▽

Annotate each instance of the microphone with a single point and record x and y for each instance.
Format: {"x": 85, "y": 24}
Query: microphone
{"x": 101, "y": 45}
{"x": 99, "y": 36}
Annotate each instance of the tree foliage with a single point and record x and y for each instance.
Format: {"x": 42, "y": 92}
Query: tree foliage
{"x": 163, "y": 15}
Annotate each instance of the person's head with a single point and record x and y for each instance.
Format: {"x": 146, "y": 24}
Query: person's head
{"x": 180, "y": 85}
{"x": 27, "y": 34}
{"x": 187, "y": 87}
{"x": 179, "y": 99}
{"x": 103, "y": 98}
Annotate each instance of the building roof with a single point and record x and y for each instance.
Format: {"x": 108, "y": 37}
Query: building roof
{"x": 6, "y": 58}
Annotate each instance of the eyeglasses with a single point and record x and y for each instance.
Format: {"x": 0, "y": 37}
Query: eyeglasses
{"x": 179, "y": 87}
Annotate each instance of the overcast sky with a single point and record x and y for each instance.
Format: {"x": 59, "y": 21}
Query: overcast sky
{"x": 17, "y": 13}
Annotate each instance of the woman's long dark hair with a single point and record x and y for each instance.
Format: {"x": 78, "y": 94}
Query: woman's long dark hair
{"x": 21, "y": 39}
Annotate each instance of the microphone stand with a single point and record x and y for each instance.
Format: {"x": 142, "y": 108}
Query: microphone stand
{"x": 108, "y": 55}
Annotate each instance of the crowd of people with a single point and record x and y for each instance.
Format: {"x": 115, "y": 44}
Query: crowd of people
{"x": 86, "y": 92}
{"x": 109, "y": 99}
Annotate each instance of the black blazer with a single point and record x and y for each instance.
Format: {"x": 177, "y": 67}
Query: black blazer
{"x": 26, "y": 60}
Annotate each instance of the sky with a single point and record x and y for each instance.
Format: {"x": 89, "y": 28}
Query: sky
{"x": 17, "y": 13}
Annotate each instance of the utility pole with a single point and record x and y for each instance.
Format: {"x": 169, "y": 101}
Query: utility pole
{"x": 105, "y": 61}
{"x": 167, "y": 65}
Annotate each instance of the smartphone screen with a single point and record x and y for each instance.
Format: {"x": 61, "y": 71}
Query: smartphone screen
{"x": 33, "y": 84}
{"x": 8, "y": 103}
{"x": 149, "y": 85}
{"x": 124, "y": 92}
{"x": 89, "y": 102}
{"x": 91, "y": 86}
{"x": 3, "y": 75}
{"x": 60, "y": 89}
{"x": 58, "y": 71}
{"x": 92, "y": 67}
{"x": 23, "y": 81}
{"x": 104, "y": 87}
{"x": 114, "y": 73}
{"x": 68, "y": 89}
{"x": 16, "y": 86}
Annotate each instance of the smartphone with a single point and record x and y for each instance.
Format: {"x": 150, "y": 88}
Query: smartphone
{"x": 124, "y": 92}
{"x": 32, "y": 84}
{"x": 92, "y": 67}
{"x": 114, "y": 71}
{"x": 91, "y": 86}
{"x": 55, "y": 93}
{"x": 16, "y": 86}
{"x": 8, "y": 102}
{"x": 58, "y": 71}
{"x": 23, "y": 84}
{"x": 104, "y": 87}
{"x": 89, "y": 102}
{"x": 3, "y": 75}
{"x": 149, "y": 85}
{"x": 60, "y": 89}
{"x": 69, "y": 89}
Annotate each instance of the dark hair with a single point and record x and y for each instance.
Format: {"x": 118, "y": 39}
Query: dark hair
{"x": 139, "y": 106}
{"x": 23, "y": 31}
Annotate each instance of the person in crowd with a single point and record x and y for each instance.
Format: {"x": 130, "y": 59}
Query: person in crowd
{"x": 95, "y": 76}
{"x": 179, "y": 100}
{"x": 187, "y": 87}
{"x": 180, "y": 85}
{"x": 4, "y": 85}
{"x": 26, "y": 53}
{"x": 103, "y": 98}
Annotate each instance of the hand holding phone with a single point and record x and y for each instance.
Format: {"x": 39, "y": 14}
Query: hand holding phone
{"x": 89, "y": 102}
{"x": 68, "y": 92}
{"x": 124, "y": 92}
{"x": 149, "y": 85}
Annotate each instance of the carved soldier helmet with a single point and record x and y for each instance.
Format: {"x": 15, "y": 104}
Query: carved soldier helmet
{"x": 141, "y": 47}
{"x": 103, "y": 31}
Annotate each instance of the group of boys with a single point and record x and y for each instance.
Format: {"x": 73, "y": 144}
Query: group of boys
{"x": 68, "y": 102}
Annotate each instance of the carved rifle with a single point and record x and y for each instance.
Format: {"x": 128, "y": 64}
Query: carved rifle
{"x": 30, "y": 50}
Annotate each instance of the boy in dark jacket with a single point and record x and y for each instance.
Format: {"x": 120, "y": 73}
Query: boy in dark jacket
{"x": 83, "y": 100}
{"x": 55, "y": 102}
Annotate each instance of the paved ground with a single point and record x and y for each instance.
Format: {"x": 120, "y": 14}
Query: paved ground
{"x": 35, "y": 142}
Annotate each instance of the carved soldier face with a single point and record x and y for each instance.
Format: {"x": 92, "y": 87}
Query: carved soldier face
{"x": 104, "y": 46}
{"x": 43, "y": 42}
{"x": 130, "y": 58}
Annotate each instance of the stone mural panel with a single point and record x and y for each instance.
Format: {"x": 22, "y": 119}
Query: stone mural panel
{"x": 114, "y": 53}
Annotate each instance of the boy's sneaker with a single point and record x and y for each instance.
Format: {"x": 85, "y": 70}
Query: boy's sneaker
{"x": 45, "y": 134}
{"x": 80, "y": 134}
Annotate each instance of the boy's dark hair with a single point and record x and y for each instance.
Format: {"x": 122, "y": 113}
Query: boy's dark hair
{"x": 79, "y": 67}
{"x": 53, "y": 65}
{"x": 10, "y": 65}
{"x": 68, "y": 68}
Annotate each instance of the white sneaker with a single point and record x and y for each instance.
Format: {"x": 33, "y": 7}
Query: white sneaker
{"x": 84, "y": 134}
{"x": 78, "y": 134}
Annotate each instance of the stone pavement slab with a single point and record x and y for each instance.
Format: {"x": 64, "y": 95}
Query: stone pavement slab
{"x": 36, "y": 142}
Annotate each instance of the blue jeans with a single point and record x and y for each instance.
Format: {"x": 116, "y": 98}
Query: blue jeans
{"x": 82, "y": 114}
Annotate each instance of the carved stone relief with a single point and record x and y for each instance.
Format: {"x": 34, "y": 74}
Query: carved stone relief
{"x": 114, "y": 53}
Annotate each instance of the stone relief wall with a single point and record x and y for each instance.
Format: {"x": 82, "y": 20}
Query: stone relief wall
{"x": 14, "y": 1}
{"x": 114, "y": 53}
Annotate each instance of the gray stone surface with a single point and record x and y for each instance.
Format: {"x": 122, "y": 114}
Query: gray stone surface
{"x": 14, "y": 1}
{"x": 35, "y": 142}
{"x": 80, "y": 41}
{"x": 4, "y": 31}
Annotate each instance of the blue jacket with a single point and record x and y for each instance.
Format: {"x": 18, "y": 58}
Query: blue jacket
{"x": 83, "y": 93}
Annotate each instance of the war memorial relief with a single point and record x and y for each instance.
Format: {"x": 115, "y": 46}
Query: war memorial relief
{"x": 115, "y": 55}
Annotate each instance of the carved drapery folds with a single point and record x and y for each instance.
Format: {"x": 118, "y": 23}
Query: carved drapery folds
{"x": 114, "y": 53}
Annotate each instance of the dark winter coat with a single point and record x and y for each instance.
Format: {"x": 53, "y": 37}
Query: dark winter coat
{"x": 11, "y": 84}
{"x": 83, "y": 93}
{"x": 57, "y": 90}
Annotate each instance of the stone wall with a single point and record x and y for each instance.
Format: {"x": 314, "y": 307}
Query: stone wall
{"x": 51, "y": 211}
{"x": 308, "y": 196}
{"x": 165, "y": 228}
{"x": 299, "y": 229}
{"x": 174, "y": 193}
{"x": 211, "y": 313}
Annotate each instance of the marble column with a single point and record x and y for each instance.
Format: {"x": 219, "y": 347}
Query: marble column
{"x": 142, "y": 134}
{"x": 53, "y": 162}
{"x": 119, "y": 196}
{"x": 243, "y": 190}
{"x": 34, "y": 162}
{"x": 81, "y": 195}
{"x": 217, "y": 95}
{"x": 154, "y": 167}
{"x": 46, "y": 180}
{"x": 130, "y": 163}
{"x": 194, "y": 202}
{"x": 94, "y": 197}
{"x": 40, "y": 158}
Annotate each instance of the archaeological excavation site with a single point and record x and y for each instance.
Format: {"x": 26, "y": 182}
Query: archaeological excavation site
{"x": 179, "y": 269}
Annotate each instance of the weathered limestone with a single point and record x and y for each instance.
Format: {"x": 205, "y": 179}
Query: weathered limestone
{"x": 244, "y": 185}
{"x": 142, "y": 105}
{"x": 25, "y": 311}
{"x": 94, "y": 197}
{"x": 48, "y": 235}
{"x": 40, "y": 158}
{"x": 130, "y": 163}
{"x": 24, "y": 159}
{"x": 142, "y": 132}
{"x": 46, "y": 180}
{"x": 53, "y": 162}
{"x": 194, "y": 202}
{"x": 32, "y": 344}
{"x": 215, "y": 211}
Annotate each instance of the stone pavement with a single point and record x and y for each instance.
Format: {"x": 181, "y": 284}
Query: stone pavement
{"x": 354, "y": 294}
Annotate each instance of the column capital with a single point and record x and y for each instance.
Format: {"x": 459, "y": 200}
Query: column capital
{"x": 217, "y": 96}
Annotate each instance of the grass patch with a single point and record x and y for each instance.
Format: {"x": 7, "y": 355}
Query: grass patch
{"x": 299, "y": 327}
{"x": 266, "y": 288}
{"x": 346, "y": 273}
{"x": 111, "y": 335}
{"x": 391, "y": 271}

△

* **WORK INSTRUCTION**
From the line containing "Annotate each instance of the column" down to the last line of the data above, copy every line exactly; leave out all other lines.

* **ANSWER FOR THE TASK**
Annotate each instance of the column capital with a single point and record x and y for each instance.
Format: {"x": 459, "y": 200}
Query: column capital
{"x": 217, "y": 96}
Annotate each instance of the grass patch with a single point and record x and y for each instance.
Format: {"x": 7, "y": 355}
Query: grass patch
{"x": 299, "y": 327}
{"x": 266, "y": 288}
{"x": 346, "y": 273}
{"x": 111, "y": 335}
{"x": 391, "y": 271}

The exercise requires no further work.